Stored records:
────────────────────────────────────────
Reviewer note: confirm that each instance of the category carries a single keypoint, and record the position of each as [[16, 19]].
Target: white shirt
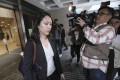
[[49, 57], [105, 35]]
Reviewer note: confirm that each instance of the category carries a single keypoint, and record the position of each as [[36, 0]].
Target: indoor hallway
[[71, 70]]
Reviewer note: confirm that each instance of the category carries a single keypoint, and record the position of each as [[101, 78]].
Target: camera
[[88, 18], [105, 3]]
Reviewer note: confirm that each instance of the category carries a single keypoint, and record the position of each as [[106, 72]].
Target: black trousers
[[63, 43], [54, 76], [111, 71], [76, 49]]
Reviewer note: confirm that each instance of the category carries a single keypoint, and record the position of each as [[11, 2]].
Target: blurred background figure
[[63, 37], [114, 55]]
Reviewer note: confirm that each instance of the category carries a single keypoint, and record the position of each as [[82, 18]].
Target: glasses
[[101, 13]]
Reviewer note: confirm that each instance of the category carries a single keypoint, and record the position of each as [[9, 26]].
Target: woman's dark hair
[[35, 35], [109, 9]]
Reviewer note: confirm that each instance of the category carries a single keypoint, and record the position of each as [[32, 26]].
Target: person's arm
[[105, 35], [116, 43], [28, 60]]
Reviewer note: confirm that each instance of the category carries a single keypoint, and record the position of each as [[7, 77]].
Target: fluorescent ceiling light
[[112, 4]]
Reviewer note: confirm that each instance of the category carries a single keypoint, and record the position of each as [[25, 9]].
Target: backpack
[[35, 66]]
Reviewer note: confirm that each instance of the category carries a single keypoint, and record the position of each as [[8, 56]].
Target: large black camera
[[105, 3], [88, 18]]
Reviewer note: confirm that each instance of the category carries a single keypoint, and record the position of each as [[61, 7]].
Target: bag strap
[[101, 27], [97, 29], [34, 55]]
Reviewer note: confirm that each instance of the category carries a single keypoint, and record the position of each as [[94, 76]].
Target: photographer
[[95, 51]]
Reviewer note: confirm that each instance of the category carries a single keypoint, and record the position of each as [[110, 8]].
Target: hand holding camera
[[80, 21]]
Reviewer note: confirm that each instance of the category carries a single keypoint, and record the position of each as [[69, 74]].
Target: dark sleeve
[[57, 61], [28, 58]]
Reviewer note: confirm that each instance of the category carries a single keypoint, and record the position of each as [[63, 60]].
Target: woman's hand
[[62, 77]]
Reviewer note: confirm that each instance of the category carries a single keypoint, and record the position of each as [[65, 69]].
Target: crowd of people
[[97, 47]]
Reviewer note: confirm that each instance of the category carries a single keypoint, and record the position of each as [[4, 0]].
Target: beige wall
[[6, 13], [60, 14]]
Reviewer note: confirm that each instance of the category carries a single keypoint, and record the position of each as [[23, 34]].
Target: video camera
[[105, 3], [88, 18]]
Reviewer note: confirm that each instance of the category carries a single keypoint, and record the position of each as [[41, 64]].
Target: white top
[[105, 35], [49, 57]]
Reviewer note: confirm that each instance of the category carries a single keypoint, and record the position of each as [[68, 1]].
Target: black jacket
[[40, 60]]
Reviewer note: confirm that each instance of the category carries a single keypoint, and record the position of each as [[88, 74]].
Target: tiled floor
[[71, 71]]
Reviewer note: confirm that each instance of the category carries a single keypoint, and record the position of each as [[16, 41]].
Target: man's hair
[[109, 9], [115, 17]]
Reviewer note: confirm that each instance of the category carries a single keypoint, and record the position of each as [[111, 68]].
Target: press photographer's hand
[[80, 22]]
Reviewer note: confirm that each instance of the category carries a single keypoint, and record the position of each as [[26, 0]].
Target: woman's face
[[45, 26]]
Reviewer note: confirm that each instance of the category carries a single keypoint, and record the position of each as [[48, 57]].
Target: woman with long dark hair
[[47, 57]]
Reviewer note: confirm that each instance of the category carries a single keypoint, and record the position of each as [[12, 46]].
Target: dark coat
[[40, 60]]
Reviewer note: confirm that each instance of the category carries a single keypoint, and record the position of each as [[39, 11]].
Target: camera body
[[88, 18], [105, 3]]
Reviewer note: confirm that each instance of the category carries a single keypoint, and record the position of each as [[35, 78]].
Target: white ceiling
[[80, 4]]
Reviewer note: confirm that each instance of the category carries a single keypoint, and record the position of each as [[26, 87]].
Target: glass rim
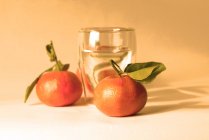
[[105, 29]]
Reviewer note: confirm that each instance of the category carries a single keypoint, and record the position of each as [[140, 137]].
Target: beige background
[[175, 32]]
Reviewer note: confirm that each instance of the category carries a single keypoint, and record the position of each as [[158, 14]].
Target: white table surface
[[178, 111]]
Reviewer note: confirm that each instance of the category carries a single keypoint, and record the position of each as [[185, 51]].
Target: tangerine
[[120, 96]]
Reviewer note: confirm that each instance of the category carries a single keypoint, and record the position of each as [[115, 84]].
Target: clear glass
[[97, 46]]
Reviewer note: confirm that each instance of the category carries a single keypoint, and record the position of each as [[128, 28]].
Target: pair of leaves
[[144, 72]]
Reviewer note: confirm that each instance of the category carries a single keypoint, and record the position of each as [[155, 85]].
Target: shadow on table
[[81, 102], [170, 99]]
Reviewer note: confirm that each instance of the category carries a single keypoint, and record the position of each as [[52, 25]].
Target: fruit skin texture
[[59, 88], [120, 96]]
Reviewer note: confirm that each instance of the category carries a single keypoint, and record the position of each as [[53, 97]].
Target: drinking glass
[[97, 46]]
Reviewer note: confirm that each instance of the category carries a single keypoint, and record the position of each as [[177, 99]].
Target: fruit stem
[[116, 67], [52, 54]]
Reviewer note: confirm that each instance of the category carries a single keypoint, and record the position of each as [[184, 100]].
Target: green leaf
[[144, 72]]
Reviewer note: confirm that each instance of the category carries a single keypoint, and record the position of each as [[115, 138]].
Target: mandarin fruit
[[120, 96]]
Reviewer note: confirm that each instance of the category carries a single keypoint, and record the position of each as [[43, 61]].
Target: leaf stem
[[116, 67]]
────────────────────────────────────────
The records above, minus their pictures, are to be returned word for word.

Written answer -
Reviewer note: confirm that each instance of the category carries a single keypoint, and record the position of each as [[16, 19]].
Target: white shirt
[[49, 57], [105, 35]]
Reviewer note: confirm that each instance of the category carries a single keypoint, and record the position of each as [[36, 0]].
Target: indoor hallway
[[71, 70]]
Reviewer note: confirm that each instance of the category carries a single keypoint, and record the position of each as [[101, 78]].
Target: camera
[[88, 18], [105, 3]]
Reviewer note: confirm that each instance of the category carries a single keypoint, and record the position of each as [[106, 72]].
Target: black trousers
[[63, 43], [54, 76], [111, 71], [76, 49]]
Reviewer note: confirm that each instance of the category carries a single keypoint, and record the position of each as [[11, 2]].
Target: blurred background figure
[[63, 37], [114, 55]]
Reviewer note: confirm that each instance of the category carries a single keypoint, and record the position of each as [[82, 18]].
Target: glasses
[[101, 13]]
Reviewer note: confirm that each instance of the category carries a single keypoint, and record the position of each as [[9, 26]].
Target: woman's dark hair
[[35, 35], [109, 9]]
Reviewer note: confirm that each instance of the category carries a single keypoint, and record the position of each as [[32, 26]].
Target: person's arm
[[105, 35], [116, 43], [28, 60]]
Reviewer note: confirm that each instance of the category carries a single keypoint, and record the position of each as [[7, 77]].
Target: fluorescent ceiling light
[[112, 4]]
Reviewer note: confirm that each instance of the category carries a single keypoint, and record the position of each as [[25, 9]].
Target: backpack
[[35, 66]]
Reviewer note: confirm that each instance of the category carries a single keypoint, and record the position of each as [[8, 56]].
Target: large black camera
[[105, 3], [88, 18]]
Reviewer note: confirm that each instance of the category carries a single keypoint, and record the position of each as [[61, 7]].
Target: bag strap
[[101, 27], [97, 29], [34, 55]]
Reviewer note: confirm that each instance of the category carries a single keypoint, and record the position of each as [[94, 76]].
Target: photographer
[[95, 51]]
Reviewer note: confirm that each instance of the category carries a single keypoint, and record the position of each as [[110, 8]].
Target: hand holding camera
[[80, 21]]
Reviewer note: confirm that each instance of the category carries a single keypoint, and record the position of each as [[69, 74]].
Target: dark sleeve
[[57, 61], [28, 58]]
Reviewer note: confirm that each instance of the category carries a single keypoint, and record the position of each as [[63, 60]].
Target: woman's hand
[[62, 77]]
Reviewer note: confirm that each instance of the category carries a single keypoint, and record the position of each as [[65, 69]].
Target: crowd of people
[[97, 47]]
Reviewer note: confirm that each instance of the category carries a single keypoint, and record the position of each as [[4, 0]].
Target: beige wall
[[6, 13], [60, 14]]
Reviewer note: confirm that each instance of the category carries a single keypoint, and record the position of each as [[23, 34]].
Target: video camera
[[105, 3], [88, 18]]
Reviewer note: confirm that each instance of the category carries a single keypoint, and record the position of each as [[41, 64]].
Target: white top
[[105, 35], [49, 57]]
Reviewer note: confirm that each instance of the category carries a single keypoint, and record the position of each as [[68, 1]].
Target: black jacket
[[40, 60]]
Reviewer note: confirm that each instance of the category carries a single keypoint, and record the position of each as [[88, 74]].
Target: tiled floor
[[71, 71]]
Reviewer note: confirm that each instance of the category carries a single keypoint, and record the position of each as [[16, 41]].
Target: man's hair
[[109, 9], [115, 17]]
Reviewer note: confirm that each instance of the category carries a single keypoint, and record the position of each as [[111, 68]].
Target: press photographer's hand
[[80, 22]]
Reviewer note: confirm that each instance of the category carries a single keypoint, and record the position of each as [[26, 0]].
Target: woman's face
[[45, 26]]
Reviewer note: confirm that each instance of the category carries a single keypoint, and record the position of each as [[48, 57]].
Target: woman with long dark hair
[[47, 57]]
Reviewer note: confirm that each instance of the category carries a single keypoint, and record the position of each as [[12, 46]].
Target: dark coat
[[40, 60]]
Reviewer note: confirm that each instance of the category carries a single keypoint, and record the position of each as [[39, 11]].
Target: camera body
[[88, 18], [105, 3]]
Reviewer note: confirm that each instance of the category carries a single keypoint, and record the position of each as [[35, 78]].
Target: white ceiling
[[80, 4]]
Reviewer note: confirm that each instance of the category carries a single keypoint, and record the position of each as [[26, 87]].
Target: glass rim
[[105, 29]]
Reviewer note: confirm that each instance of the category carries a single keypoint, and record the position of each as [[140, 137]].
Target: beige background
[[175, 32]]
Reviewer note: confirm that each instance of the category carries a single keypoint, and record the position of each as [[158, 14]].
Target: white table surface
[[178, 111]]
Reviewer note: confirm that each instance of the category carries a single keypoint, and record the position of each as [[185, 51]].
Target: tangerine
[[120, 96]]
Reviewer note: confirm that each instance of the category carries a single keypoint, and record the position of each as [[115, 84]].
Target: clear glass
[[97, 46]]
Reviewer note: confirm that each instance of the category carries a single keypoint, and record the position of each as [[128, 28]].
Target: pair of leaves
[[144, 72]]
Reviewer note: confirm that each instance of the category carries a single keypoint, and record the position of each as [[155, 85]].
Target: shadow on table
[[81, 102], [170, 99]]
Reviewer note: confirm that each instance of the category carries a single keypoint, and record the position of each as [[52, 25]].
Target: fruit skin texture
[[59, 88], [120, 96]]
Reviewer note: confirm that each instance of the category carries a single keypoint, and record the position of each as [[53, 97]].
Target: drinking glass
[[97, 46]]
Reviewer note: confirm that each instance of the category carries a single keypoint, and record the position of each as [[177, 99]].
Target: fruit stem
[[116, 67], [52, 54]]
Reviewer note: confirm that each instance of the category carries a single keypoint, and record the position of each as [[184, 100]].
Target: green leaf
[[144, 72]]
Reviewer note: confirm that each instance of the category carries a single keypoint, and record the position of each as [[115, 138]].
Target: mandarin fruit
[[120, 96]]
Reviewer note: confirm that each instance of the category carries a single keypoint, and record the position of each as [[43, 61]].
Target: leaf stem
[[116, 67]]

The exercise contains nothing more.